### Excerpt provided
☆ ☆ ☆

You are viewing a plain text version of this content. The canonical link for it is here.
Posted to dev@parquet.apache.org by Julien Le Dem <ju...@twitter.com.INVALID> on 2015/04/03 02:46:13 UTC

Re: A question about ParquetWriter schema

Maybe Ryan or Tom can help

On Wed, Mar 18, 2015 at 4:59 PM, Wei Yan <yw...@gmail.com> wrote:

> Hi, devs,
>
>
> I’m a newbie of using parquet. I met a ParquetWriter problem and wish
> anyone can help me.
>
>
> I use ParquetWriter to write a GenericRecord to a file. And the schema
> used to define the ParquetWriter has fewer fields than the GenericRecord.
> e.g., The schema for the ParquetWriter:
> {"type":"record","name":"r","fields":[{"name":"f1","type":"double","default":0}]}
> , which only has one field "f1”. And the GenericRecord has two fields:
> {"f2": null, "“"f1": 1.0}.
>
>
> When I use that ParquetWriter to write that record, I thought it would
> only write field “f1” and skip “f2”. However, I got this exception
> “Null-value for required field: f1”. It looks like the ParquetWriter
> considered the field sequence, and tried to match the “f2” in the record to
> the “f1” to the schema. Is this by design?
>
>
> Very appreciate for any help.
>
>
> thanks,
> Wei
>

Re: A question about ParquetWriter schema

Posted by Wei Yan <yw...@gmail.com>.
Thanks for the reply, Ryan.




Yes, you’re right. I try different schemas to create/read/write.

I met that issue because our data schema is evolving, and we have data constructed by different versions of schema. I’ll try to make the read/write schemas matched.




thanks,

Wei

On Thu, Apr 2, 2015 at 6:52 PM, Ryan Blue <bl...@cloudera.com> wrote:

> Hi Wei,
> It looks like you are using a writer with one schema to write records 
> created with another. That doesn't work because Avro deconstructs 
> generic records by position. Is there a way you could change your code 
> so that you use the final write schema as the read schema for the file 
> where you data comes from? You could also construct the records using 
> the final schema, too. You just have to make sure that schema matches.
> What are you trying to do?
> rb
> On 04/02/2015 05:46 PM, Julien Le Dem wrote:
>> Maybe Ryan or Tom can help
>>
>> On Wed, Mar 18, 2015 at 4:59 PM, Wei Yan <ywskycn@gmail.com
>> <ma...@gmail.com>> wrote:
>>
>>     Hi, devs,
>>
>>
>>     I’m a newbie of using parquet. I met a ParquetWriter problem and
>>     wish anyone can help me.

☆ ☆ ☆

(Entries for bounding box labeling)
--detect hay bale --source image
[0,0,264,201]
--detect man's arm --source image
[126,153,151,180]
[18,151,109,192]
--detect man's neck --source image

☆ ☆ ☆

### Directions
[1] Reproduce the stretch of the ParquetWriter schema thread from "Posted by Wei" through "read/write schemas matched.".
[2] Carry on writing the mailing list thread about the ParquetWriter schema from the point where it stops.

### Task responses
[1]
Posted by Wei Yan <yw...@gmail.com>.
Thanks for the reply, Ryan.




Yes, you’re right. I try different schemas to create/read/write.

I met that issue because our data schema is evolving, and we have data constructed by different versions of schema. I’ll try to make the read/write schemas matched.

[2]
>>
>>
>>     I use ParquetWriter to write a GenericRecord to a file. And the
>>     schema used to define the ParquetWriter has fewer fields than the
>>     GenericRecord. e.g., The schema for the ParquetWriter:
>>     {"type":"record","name":"r","fields":[{"name":"f1","type":"double","default":0}]}
>>     , which only has one field "f1”. And the GenericRecord has two
>>     fields: {"f2": null, "“"f1": 1.0}.
>>
>>
>>     When I use that ParquetWriter to write that record, I thought it
>>     would only write field “f1” and skip “f2”. However, I got this
>>     exception “Null-value for required field: f1”. It looks like the
>>     ParquetWriter considered the field sequence, and tried to match the
>>     “f2” in the record to the “f1” to the schema. Is this by design?
>>
>>
>>     Very appreciate for any help.
>>
>>
>>     thanks,
>>     Wei
>>
>>
> -- 
> Ryan Blue
> Software Engineer
> Cloudera, Inc.

Re: A question about ParquetWriter schema

Posted by Ryan Blue <bl...@cloudera.com>.
Hi Wei,

It looks like you are using a writer with one schema to write records 
created with another. That doesn't work because Avro deconstructs 
generic records by position. Is there a way you could change your code 
so that you use the final write schema as the read schema for the file 
where you data comes from? You could also construct the records using 
the final schema, too. You just have to make sure that schema matches.

What are you trying to do?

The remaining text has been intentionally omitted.